▶ EXERCISE DIRECTIONS
Output the records exactly, with no line skipped.

▶ DATA EXCERPTS
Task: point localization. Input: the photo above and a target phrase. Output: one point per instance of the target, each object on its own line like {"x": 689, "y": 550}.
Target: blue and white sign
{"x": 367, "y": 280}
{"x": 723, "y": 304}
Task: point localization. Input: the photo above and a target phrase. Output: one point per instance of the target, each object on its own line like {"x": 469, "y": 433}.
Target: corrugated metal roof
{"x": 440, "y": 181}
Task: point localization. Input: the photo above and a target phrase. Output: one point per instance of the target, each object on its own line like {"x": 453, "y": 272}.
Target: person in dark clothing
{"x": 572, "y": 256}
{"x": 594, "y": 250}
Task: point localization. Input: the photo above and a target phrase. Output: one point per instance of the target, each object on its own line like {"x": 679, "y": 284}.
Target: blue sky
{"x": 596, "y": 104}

▶ THE COMPLETED TASK
Task: point localization. Input: the photo above and a target phrase. Output: one point per instance of the target, each object on its own line like {"x": 689, "y": 550}.
Target: blue and white sign
{"x": 367, "y": 280}
{"x": 723, "y": 304}
Task: point localization. Input: the photo above and a target phrase. Output: one point per instance of the target, each object on its own line like {"x": 469, "y": 433}.
Target: corrugated metal roof
{"x": 440, "y": 181}
Task: point localization. Input: the photo above and a target phrase. Output: one point per instance of the target, each object on its own line like {"x": 453, "y": 272}.
Target: person in dark clothing
{"x": 572, "y": 256}
{"x": 594, "y": 250}
Task: point localization. Input: the photo above and a target phrase. Output: one point per instance of the target, each object on its own line like {"x": 679, "y": 284}.
Target: blue sky
{"x": 596, "y": 104}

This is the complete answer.